Required work:
Reproduce the entries below in full, starting at the line containing "Check that each instance of the orange tree" and ending at the line containing "(378, 1012)", with every answer coordinate increased by 19. Omit the pictures from your copy.

(Named-object pointing records)

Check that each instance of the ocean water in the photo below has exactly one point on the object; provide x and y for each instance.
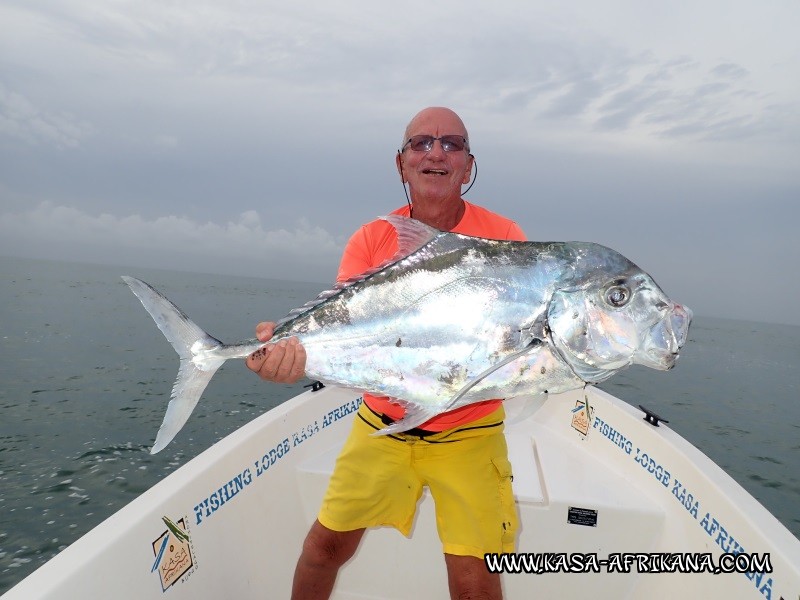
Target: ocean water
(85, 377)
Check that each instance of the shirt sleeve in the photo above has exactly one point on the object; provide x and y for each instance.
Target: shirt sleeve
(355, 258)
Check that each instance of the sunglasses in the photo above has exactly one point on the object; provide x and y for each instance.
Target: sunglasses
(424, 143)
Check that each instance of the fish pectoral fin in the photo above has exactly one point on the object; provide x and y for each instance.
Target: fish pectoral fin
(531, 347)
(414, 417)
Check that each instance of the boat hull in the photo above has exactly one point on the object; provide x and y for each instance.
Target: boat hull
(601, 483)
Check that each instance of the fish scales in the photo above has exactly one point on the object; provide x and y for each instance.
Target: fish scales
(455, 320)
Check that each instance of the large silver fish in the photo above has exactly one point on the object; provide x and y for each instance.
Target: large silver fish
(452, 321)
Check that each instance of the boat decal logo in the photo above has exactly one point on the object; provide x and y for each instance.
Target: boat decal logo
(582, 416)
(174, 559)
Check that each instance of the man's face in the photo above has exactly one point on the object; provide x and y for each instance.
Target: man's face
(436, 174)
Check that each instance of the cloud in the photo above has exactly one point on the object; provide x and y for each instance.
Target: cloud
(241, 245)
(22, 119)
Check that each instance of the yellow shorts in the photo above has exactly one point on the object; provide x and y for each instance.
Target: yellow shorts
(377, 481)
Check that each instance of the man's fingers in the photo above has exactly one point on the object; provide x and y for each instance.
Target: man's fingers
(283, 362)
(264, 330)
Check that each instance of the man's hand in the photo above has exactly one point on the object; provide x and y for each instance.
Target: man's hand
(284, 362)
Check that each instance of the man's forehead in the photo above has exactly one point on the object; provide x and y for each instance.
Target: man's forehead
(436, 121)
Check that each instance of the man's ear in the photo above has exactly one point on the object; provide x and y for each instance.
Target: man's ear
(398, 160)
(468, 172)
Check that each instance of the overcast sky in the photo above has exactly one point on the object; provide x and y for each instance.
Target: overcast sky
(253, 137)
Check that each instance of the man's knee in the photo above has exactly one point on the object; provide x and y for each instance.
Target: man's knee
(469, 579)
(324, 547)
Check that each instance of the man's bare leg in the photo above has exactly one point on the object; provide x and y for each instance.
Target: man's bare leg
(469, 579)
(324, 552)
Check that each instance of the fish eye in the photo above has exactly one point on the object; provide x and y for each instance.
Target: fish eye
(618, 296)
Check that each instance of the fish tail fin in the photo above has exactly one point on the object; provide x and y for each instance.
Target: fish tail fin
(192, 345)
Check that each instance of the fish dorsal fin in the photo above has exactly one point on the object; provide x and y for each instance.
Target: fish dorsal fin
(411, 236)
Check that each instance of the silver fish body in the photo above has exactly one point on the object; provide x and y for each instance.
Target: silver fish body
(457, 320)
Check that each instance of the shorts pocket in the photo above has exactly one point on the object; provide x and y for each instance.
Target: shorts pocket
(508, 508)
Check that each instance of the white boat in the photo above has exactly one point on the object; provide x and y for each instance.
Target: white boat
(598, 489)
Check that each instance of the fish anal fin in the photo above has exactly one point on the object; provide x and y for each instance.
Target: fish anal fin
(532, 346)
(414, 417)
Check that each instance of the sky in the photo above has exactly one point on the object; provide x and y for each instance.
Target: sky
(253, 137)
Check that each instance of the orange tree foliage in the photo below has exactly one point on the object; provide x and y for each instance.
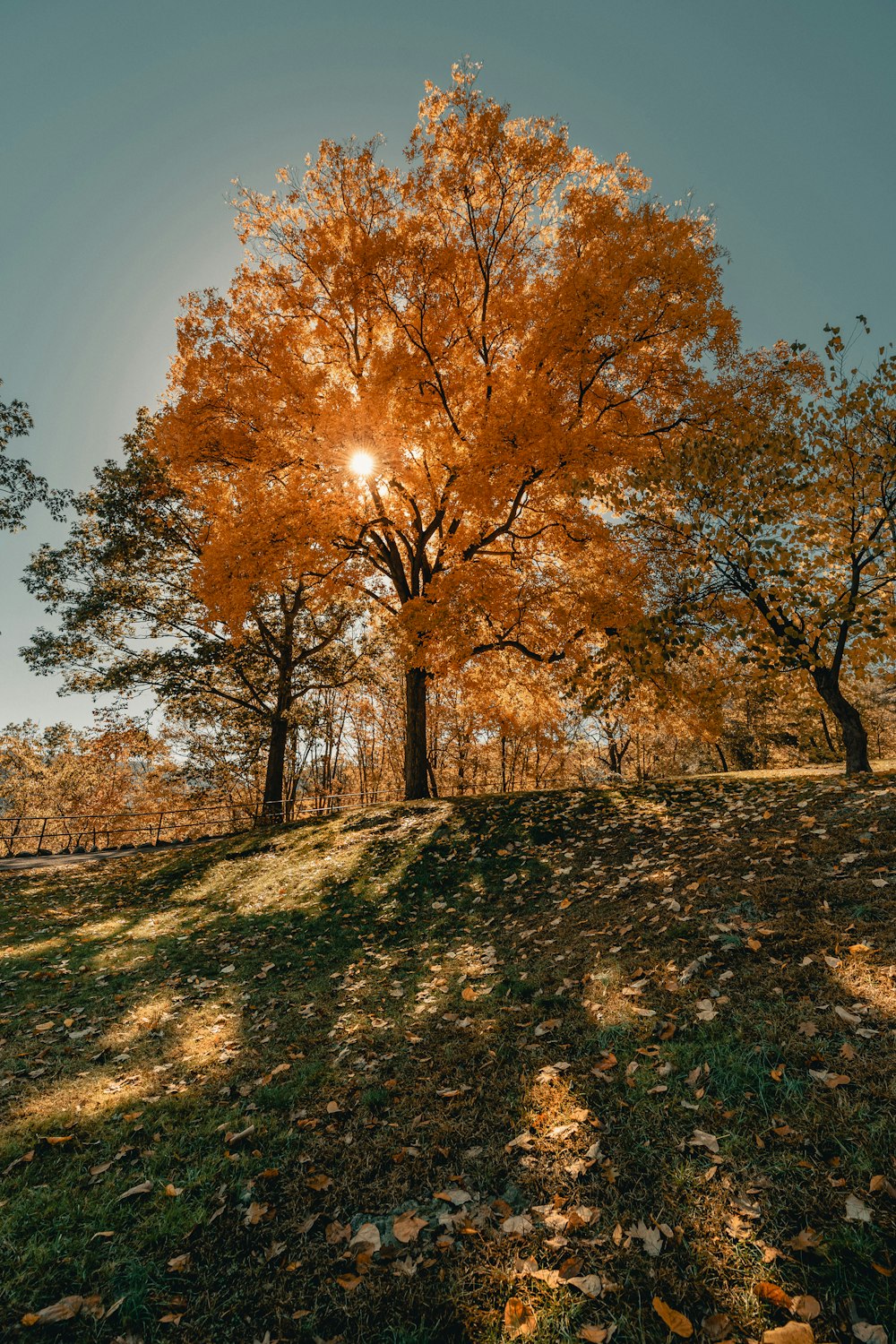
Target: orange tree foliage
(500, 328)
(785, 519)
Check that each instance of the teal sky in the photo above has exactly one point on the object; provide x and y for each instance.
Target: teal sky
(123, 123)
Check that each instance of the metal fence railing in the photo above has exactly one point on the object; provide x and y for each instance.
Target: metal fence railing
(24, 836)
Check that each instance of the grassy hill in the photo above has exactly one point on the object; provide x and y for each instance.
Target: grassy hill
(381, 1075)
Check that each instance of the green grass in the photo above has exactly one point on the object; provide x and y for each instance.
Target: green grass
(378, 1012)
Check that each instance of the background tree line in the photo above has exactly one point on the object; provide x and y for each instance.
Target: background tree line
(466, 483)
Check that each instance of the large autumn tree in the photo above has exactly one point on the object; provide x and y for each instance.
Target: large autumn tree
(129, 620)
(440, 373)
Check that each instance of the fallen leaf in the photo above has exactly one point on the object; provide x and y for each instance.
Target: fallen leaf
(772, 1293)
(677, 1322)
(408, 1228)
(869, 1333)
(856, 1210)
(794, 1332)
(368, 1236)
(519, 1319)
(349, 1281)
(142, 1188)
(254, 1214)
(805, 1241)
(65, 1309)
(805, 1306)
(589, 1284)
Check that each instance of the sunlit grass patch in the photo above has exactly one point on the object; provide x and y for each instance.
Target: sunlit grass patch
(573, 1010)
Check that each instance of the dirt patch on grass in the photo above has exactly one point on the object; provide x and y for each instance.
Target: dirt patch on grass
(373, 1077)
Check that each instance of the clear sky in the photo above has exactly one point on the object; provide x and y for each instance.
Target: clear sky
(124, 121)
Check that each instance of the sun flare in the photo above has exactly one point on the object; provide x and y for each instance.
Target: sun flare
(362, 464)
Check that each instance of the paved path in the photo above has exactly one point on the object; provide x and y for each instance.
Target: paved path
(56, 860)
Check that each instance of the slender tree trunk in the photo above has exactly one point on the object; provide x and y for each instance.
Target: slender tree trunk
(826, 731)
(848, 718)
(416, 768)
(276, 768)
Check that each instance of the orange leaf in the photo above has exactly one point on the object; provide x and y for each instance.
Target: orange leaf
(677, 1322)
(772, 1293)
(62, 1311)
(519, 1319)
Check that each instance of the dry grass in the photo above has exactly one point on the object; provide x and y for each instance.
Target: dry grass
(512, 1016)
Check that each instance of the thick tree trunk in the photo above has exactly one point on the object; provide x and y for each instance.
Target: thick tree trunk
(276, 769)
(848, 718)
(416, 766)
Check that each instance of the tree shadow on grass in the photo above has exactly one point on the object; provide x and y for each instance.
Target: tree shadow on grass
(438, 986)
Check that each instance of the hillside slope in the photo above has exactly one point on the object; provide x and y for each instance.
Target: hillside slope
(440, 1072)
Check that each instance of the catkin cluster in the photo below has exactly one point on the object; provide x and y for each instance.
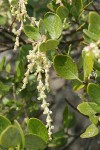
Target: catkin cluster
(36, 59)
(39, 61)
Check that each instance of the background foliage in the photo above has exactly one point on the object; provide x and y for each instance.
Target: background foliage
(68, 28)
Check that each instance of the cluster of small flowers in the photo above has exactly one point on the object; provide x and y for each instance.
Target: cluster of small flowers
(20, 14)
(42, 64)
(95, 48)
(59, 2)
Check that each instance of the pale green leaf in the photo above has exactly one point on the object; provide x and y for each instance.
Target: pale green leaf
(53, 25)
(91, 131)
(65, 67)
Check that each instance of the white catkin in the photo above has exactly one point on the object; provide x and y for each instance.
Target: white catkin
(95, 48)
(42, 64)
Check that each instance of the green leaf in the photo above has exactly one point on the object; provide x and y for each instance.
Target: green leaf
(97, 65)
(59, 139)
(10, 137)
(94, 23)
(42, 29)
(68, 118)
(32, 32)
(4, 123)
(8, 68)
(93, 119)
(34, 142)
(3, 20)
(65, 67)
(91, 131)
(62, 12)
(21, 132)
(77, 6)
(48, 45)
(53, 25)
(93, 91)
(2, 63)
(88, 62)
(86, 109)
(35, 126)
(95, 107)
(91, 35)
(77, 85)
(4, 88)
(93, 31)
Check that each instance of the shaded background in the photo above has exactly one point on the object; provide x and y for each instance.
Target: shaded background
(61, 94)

Answer to the task:
Check that each instance of the orange tree foliage in the photo below has exactly one point on the object; provide x and y for each instance.
Target: orange tree foliage
(519, 347)
(804, 538)
Check that each instance of the teal sky in the photo above has exactly one point on the object; provide x and y for each instance.
Target: teal sky
(142, 142)
Check that each instance of the metal fence railing in the photo above has exactly one point on the object; provide x and y for each instance.
Target: metal fence railing
(43, 855)
Check that each instance of the grassy hill in the photo above has exactly one point on the object; provide x and y for each instance.
Target: grassy hill
(400, 1094)
Check that each instance of the green grass in the photo above has exactly one point on the object; provide x and y for each instance.
Target: green grass
(397, 1031)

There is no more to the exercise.